Coordinate annotation records

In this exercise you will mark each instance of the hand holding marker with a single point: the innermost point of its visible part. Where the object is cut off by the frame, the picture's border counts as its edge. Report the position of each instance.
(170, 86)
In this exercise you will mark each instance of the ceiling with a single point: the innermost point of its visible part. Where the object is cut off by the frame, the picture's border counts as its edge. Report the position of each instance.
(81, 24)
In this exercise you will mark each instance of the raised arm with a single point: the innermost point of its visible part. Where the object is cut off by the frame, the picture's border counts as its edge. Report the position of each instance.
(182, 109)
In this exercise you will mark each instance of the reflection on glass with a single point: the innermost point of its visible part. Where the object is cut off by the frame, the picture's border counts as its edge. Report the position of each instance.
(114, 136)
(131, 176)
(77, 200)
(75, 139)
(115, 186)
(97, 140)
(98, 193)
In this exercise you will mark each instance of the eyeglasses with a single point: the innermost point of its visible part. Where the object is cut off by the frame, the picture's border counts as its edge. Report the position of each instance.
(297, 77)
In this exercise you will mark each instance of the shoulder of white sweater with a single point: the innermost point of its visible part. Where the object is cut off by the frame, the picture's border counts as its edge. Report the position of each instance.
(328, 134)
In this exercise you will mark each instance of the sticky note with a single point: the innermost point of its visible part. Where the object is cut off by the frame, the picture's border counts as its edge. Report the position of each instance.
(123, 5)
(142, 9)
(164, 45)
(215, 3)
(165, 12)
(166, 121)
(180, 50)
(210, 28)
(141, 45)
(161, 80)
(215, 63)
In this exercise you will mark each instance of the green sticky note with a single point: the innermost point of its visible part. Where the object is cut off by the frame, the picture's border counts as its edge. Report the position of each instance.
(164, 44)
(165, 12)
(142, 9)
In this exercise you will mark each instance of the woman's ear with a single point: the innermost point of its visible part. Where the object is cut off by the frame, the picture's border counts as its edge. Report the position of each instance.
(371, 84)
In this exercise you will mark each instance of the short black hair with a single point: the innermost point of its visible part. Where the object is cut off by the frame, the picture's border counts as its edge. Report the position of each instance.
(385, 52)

...

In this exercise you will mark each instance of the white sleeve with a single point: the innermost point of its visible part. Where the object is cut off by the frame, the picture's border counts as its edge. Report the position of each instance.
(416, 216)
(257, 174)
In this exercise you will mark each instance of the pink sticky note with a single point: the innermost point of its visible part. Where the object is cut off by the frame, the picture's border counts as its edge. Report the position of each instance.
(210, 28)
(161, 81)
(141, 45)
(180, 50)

What is needed.
Extract every line of the records that contains the word "green". Treat uppercase and lowercase as different.

Problem solution.
In this exercise you will mark each instance of the green sticky note with a single point: the innermost point of its visible part. Where the object is cut off by the frame, the picture's border counts as its edge. Report the position of each instance.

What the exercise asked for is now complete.